───── 阅读材料 ─────
CaptioningRNN.sample

题面

cs231n assignment 3 Q2 Image Captioning with Vanilla RNNs,cs231n,网络,服务器,开发语言,人工智能,深度学习,python

cs231n assignment 3 Q2 Image Captioning with Vanilla RNNs,cs231n,网络,服务器,开发语言,人工智能,深度学习,python

解析

看代码注释吧

代码

    def sample(self, features, max_length=30):
        """
        Run a test-time forward pass for the model, sampling captions for input
        feature vectors.

        At each timestep, we embed the current word, pass it and the previous hidden
        state to the RNN to get the next hidden state, use the hidden state to get
        scores for all vocab words, and choose the word with the highest score as
        the next word. The initial hidden state is computed by applying an affine
        transform to the input image features, and the initial word is the <START>
        token.

        For LSTMs you will also have to keep track of the cell state; in that case
        the initial cell state should be zero.

        Inputs:
        - features: Array of input image features of shape (N, D).
        - max_length: Maximum length T of generated captions.
───── 给定资料 ─────
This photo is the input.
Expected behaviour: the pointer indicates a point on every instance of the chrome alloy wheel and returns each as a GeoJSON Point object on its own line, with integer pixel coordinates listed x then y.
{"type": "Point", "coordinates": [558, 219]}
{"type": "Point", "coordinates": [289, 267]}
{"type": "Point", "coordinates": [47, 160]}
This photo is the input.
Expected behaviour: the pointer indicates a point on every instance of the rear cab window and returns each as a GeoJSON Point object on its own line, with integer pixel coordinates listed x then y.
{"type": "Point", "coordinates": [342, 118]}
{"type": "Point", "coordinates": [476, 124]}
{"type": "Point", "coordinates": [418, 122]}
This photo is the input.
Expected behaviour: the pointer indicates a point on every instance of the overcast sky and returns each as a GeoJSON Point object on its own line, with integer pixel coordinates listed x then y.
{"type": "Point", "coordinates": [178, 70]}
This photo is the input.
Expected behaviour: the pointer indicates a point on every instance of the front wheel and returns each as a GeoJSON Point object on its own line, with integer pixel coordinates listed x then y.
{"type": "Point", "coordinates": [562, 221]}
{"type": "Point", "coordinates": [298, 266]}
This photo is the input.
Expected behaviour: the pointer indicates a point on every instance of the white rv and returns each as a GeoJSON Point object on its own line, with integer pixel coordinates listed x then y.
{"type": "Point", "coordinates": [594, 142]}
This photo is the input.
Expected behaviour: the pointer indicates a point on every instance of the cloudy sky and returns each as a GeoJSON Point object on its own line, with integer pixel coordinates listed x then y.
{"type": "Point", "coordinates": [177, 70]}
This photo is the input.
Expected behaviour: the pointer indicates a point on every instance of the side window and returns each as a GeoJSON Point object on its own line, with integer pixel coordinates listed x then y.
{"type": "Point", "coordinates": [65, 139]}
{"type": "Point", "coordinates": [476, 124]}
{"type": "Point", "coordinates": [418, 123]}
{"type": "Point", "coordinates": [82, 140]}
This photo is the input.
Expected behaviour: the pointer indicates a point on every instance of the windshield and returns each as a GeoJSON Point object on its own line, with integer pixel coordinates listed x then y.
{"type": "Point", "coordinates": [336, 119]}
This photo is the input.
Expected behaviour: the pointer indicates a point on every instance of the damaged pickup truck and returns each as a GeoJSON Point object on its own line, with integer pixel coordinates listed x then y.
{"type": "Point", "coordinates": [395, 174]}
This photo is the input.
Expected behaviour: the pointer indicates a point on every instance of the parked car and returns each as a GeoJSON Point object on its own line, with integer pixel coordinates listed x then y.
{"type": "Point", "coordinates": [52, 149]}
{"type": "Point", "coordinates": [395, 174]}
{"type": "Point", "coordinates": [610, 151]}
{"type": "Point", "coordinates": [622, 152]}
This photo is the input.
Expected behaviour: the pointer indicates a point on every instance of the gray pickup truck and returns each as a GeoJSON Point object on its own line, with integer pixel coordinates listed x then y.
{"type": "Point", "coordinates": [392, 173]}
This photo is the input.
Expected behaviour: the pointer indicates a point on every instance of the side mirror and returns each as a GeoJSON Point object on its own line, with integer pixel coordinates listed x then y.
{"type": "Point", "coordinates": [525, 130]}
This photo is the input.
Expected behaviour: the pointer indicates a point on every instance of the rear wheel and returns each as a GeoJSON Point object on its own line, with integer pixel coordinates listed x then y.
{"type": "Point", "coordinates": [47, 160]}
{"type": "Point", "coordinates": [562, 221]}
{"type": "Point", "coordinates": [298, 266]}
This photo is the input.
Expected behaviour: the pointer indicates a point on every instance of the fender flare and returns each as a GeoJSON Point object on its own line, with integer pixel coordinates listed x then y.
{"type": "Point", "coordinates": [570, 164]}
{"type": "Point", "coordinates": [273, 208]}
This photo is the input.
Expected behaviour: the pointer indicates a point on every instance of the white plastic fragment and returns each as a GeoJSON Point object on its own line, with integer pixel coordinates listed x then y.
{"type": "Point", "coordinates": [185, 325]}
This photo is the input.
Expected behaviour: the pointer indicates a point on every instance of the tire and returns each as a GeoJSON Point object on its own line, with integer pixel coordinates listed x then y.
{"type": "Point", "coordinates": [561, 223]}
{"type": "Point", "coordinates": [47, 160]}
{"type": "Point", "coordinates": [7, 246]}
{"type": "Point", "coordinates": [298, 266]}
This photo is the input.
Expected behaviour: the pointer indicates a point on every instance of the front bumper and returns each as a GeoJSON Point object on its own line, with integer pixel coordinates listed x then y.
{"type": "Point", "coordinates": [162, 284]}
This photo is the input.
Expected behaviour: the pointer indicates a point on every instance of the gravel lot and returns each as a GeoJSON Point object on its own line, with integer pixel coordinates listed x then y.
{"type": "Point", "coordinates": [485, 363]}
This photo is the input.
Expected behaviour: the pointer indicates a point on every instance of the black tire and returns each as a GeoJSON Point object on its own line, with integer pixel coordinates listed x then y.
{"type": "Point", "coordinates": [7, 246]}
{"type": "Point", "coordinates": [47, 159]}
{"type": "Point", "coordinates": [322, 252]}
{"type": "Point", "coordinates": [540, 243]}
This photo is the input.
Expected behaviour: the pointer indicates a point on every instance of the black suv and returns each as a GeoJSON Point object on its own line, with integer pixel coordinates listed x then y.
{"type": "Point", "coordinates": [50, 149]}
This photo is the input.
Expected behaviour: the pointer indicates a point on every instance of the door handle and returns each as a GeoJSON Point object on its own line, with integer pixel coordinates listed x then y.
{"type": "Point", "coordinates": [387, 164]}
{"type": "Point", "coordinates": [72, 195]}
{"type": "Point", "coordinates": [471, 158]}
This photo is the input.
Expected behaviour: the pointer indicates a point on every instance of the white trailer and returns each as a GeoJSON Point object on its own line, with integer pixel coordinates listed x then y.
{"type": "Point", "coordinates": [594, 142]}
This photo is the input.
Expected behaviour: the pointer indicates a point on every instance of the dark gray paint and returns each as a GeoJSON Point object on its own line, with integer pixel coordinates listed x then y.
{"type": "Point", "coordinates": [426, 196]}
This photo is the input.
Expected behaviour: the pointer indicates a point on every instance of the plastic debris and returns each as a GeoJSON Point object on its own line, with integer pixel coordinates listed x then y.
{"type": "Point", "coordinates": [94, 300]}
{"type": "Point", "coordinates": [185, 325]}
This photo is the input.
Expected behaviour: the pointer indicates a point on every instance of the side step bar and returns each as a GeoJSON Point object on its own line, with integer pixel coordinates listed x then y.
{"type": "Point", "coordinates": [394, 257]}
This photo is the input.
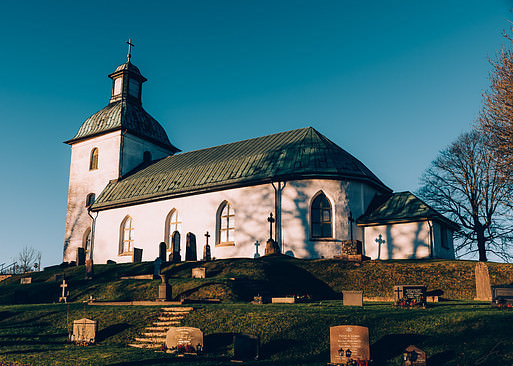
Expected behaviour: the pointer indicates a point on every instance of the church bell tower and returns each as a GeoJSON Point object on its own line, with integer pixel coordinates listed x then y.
{"type": "Point", "coordinates": [109, 145]}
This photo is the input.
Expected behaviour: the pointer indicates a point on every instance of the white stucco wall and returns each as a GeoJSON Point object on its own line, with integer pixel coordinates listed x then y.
{"type": "Point", "coordinates": [83, 181]}
{"type": "Point", "coordinates": [402, 241]}
{"type": "Point", "coordinates": [252, 207]}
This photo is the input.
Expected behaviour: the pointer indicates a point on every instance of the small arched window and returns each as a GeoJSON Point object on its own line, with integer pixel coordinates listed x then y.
{"type": "Point", "coordinates": [90, 199]}
{"type": "Point", "coordinates": [126, 242]}
{"type": "Point", "coordinates": [321, 217]}
{"type": "Point", "coordinates": [225, 224]}
{"type": "Point", "coordinates": [173, 223]}
{"type": "Point", "coordinates": [93, 162]}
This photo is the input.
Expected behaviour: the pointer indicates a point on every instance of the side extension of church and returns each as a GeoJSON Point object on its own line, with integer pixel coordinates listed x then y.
─────
• **题目要求 1**:
请把阅读材料中从“At each timestep, we”一直到“shape (N, D).”为止的全部文字原样重抄一遍。
• **题目要求 2**:
请将阅读材料里以“At each timestep”开头的那一段改写成简短的英文要点列表，保留其主要事实。

• **参考答案 1**:
At each timestep, we embed the current word, pass it and the previous hidden
        state to the RNN to get the next hidden state, use the hidden state to get
        scores for all vocab words, and choose the word with the highest score as
        the next word. The initial hidden state is computed by applying an affine
        transform to the input image features, and the initial word is the <START>
        token.

        For LSTMs you will also have to keep track of the cell state; in that case
        the initial cell state should be zero.

        Inputs:
        - features: Array of input image features of shape (N, D).

• **参考答案 2**:
- At each timestep, embed the current word.
- Pass the embedded word and the previous hidden state to the RNN to get the next hidden state.
- Use the hidden state to get scores for all vocab words.
- Choose the word with the highest score as the next word.
- The initial hidden state comes from an affine transform of the input image features.
- The initial word is the <START> token.